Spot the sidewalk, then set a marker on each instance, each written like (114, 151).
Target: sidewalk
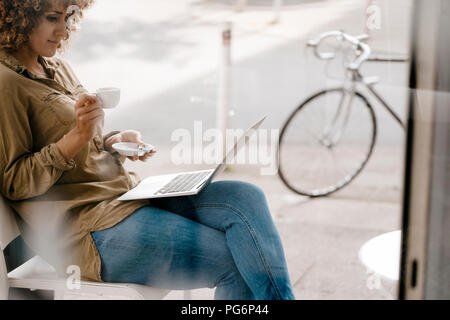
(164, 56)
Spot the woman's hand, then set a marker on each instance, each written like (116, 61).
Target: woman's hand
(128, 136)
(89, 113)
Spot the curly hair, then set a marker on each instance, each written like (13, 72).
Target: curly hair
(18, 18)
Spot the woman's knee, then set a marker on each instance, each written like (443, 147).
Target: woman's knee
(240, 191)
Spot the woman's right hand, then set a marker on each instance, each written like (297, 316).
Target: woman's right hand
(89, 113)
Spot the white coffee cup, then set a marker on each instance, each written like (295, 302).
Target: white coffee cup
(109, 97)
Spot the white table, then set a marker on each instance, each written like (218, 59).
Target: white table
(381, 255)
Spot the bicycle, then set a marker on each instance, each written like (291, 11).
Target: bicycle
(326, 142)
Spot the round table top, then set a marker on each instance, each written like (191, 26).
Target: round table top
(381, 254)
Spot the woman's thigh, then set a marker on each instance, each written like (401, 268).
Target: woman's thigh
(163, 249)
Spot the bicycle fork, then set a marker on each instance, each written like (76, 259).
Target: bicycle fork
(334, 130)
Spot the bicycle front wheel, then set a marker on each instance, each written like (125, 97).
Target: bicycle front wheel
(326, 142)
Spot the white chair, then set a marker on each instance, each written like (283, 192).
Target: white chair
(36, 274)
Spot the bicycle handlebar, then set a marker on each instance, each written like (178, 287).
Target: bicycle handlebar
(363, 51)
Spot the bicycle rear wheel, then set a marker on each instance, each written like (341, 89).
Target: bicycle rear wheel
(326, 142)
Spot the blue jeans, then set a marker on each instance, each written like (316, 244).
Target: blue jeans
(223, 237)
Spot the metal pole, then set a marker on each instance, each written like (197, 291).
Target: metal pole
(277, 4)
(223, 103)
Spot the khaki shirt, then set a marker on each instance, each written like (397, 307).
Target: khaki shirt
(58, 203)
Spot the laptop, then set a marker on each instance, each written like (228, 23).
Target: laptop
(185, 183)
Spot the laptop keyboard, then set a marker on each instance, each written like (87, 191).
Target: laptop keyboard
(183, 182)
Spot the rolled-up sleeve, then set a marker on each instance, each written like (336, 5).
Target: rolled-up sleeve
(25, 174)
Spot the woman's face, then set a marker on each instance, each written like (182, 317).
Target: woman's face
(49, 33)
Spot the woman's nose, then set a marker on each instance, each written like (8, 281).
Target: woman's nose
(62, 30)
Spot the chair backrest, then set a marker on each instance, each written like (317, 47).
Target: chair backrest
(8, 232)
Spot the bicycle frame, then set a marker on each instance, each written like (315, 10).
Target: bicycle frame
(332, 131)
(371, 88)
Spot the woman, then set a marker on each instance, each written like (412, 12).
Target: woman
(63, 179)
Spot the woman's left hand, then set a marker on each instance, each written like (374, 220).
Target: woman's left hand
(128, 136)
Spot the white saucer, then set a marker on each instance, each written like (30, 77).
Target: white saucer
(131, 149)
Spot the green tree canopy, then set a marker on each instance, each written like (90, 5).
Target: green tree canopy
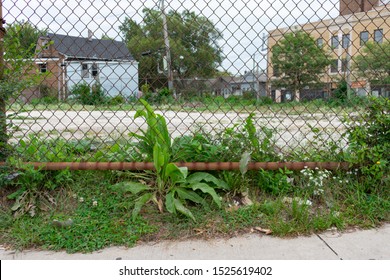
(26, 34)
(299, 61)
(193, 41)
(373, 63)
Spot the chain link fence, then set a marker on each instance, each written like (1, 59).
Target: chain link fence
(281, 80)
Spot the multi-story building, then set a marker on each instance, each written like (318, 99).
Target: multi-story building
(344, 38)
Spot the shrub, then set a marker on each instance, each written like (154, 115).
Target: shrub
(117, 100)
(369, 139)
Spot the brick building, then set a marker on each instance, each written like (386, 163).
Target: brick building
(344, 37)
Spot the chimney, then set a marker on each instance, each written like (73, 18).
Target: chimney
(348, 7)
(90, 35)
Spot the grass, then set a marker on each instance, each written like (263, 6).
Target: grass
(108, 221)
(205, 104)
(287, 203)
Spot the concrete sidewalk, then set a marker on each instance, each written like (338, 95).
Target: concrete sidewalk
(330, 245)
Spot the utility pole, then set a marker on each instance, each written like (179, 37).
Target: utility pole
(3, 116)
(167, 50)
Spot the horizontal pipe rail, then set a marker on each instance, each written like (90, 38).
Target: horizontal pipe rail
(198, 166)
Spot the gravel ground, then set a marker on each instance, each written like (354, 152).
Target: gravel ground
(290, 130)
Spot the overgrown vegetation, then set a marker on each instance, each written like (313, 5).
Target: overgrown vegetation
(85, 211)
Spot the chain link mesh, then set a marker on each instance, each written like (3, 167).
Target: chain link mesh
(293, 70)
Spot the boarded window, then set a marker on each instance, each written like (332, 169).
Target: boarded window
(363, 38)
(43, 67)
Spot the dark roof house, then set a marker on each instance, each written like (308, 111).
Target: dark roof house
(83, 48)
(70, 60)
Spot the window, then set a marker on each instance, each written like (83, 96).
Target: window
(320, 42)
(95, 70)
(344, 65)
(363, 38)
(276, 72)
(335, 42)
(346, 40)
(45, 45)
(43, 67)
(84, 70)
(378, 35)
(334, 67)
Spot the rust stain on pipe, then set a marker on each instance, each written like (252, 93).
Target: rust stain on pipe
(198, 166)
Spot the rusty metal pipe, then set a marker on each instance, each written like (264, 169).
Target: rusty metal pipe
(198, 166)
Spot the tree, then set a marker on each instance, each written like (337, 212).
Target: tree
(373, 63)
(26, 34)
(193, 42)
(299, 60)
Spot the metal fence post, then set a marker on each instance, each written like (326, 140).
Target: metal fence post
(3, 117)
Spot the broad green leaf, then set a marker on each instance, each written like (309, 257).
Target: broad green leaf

================

▶ **WHAT THE EXERCISE ASKS**
For the string "leaf", tally the lines above that contain it and give only the figure.

▶ **YOUR SOLUTION**
2